READING PASSAGE >>
It's heavily implied in the language of the article. Chances are you're right, and if we asked the author of the article, he might say that: yeah, it works both ways, and this is just his experience.
The problem is that this is an instructional article, and his language excludes the idea of female programmers completely. It doesn't mean he's a horrible person because of it. It's just that this kind of language is still the norm, and it would be great if we could be recognised as equals, and not for us to be expected to assume it in the face of exclusion.
Language is important, because it affects how we perceive one another. So jacalata's comment serves as a polite critisism. Women are people too, and you all know that, but sometimes some folks need to be reminded to reflect that in their language.
Outside of that paragraph there is basically no insinuation that women cannot program. The line about rubber-ducking problems with your partner? Not gender-specific unless you've already decided he's sexist.
It's about a specific woman who happens to be a political science student and learns quite a bit about programming in six months. I don't see how that implies women are incapable of it, on the contrary it claims the woman in question was quite capable even though she was not in the field. He explicitly mentions that she's a political science student; that's the only reason he had for thinking she'd be unable to do it.
"Teach your girlfriend to program" is obviously meant to be interpreted as "teach your non-programming partner to program" where he uses himself and his girlfriend as the "everyprogrammer" and every(wo)man. If you are going to decide he is sexist and then interpret his use of himself as the programmer to implicitly or explicitly mean only men know how to program, well, that seems to unfairly make assumptions about the intent of the author.
God forbid we claim a political science student might not be able to learn programming if she happens to be a woman.
"Teach your girlfriend to program" is obviously meant to be interpreted as "teach your non-programming partner to program"
^
That is exactly what I'm talking about. It may be obvious to you, but from my perspective it's exclusionary. It says this article is not meant for me. Which would be fine if not for the fact that it could absolutely be meant for me, if not for the fact that I'm a woman. Do you see what I mean? It's so hard to hard to convey this shit...
Okay, imagine there's an article called "How to teach your boyfriend to use proper hygiene". And it's written in the same way as this article, with a girl describing her own experience with her non-hygienic boyfriend, and it's written in the same instructional manner, using language that implies (however indirectly) that boyfriends in general are un-hygienic.
Wouldn't you be at least a little annoyed by the assumption? Now, what if you saw shit like that in the vast majority of content you read, online and out in the world? That's what it's like for us; especially those of us women in typically male-dominated professions. It's harder for men to see, because it doesn't affect men, and it's still very socially normative. And when we point it out, men often see it as an attack on all men. And it's not personal. Most folks have the best intentions. But I feel I need to call this shit out when I see it, because awareness invokes change. I try my best not to offend people, but I'm sick of being excluded because of my gender, when my gender make up half the damn population.

REQUEST >>
Carry on the discussion about gendered language in a programming article, starting right after its final sentence. The entries have no part in this work.

Excerpts from location labeling data:
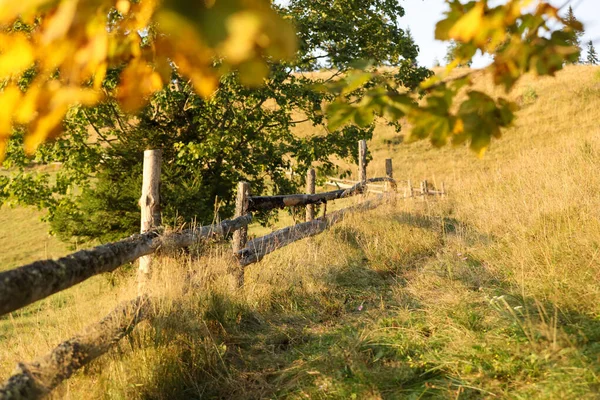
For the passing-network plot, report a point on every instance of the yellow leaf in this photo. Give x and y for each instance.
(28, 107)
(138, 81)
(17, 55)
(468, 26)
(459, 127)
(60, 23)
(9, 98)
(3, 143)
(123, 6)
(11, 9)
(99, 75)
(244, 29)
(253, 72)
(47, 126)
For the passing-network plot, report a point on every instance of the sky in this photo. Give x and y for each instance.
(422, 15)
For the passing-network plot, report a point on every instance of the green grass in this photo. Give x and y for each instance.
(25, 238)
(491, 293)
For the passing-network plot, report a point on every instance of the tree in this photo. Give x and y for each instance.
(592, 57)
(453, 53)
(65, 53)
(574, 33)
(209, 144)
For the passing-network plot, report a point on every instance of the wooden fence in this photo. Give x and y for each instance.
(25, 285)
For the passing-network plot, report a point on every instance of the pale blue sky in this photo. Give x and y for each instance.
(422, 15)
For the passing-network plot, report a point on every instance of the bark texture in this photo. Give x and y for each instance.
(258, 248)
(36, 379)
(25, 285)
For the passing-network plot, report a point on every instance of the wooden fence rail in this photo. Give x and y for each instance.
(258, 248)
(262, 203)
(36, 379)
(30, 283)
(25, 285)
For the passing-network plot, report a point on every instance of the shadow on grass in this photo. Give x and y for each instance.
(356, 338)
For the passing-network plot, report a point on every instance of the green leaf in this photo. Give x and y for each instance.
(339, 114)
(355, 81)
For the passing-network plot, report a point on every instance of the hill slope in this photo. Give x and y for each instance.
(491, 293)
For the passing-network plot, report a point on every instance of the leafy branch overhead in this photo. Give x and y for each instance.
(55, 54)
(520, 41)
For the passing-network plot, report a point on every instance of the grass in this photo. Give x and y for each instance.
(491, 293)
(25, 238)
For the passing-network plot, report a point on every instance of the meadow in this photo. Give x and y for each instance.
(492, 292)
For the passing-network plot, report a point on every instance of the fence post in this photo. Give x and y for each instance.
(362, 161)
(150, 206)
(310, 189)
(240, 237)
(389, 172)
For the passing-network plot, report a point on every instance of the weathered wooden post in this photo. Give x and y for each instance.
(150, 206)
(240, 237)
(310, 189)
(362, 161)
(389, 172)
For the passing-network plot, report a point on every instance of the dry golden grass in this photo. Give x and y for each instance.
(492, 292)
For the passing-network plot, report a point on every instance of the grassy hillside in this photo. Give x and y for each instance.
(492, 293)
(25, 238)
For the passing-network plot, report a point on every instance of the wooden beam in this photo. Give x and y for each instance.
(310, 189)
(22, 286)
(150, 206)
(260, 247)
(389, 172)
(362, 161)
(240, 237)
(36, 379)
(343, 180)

TASK ANSWER >>
Other than a poor choice of title I literally cannot understand what is objectionable. But somehow it is as objectionable as claiming all men have poor hygiene?
I also hate that women are excluded from what they want to do because of sexist bullshit. Please if this is actually sexist, point me to the exact parts or wordings that indirectly imply girlfriends in general are incapable of programming, so that I can never write a similar thing.
It starts with the title. "How to teach your girlfriend programming" immediately tells women that this article isn't for her; it's for her boyfriend, so he can teach her.
The rest of the article regularly enforces this exclusion. He's talking to men.
Almost every time he refers to his girlfriend, he says "my girl", which, in the context of a professional article, is belittling. He says "my girlfriend" twice. Never does he say "my partner", which would have made the article much more inclusive.
"Every one of them told me they don’t want a programmer girl, they said they would go crazy. But I call that bullshit. It was just their fear talking."
There is so much wrong with these sentences. Why say "programmer girl"? They are women who don't want to be programmers. Saying it was their fear talking, and calling it bullshit, invalidates these women's legitimate concern for how the people in their lives will view them if they go into this field. Their fear isn't bullshit, the expectations of our society are bullshit (for the record, a lot of expectations made of men are bullshit too).
"What’s really everyone thinking is that it is impossible to find a girl who would be good looking, intelligent, interested in programming, and above all else, interested in you, the socially awkward geek. What are the odds of getting all of that?"
This whole paragraph reinforces the fact that the author is speaking only to men. Which would be fine, if not for the fact that this is totally relevant to women as well, with partners of any sex. It's not difficult to tell your own experience, a perspective of your own gender, and relate it to everyone.
"But let me tell you a secret brother, she doesn’t need to know all of this stuff. Everything in life can be learned."
Here again. How can you not see this?
"You can explain pointers, manual memory management, stack & heap allocation, garbage collection and much more in just a couple of hours if you chose the right metaphors."
So women can't understand these concepts without metaphors? Come on, man. And yes, he is talking about women, because it is expressed over and over that this article is for men, and it's about their girlfriends.
"But what if you had knives and wanted to teach your girl how to sort them (obviously by size)? You might have to do it two or three times for her to really believe you that it works, but the algorithm itself is stupidly simple."
What the fuck, dude. Sorting knives? The kitchen is aREALLY bad choice of setting for your first example of what a girl might want to program. Oh and don't forget that it might take two or three times for her to believe that you've done it. Sexist.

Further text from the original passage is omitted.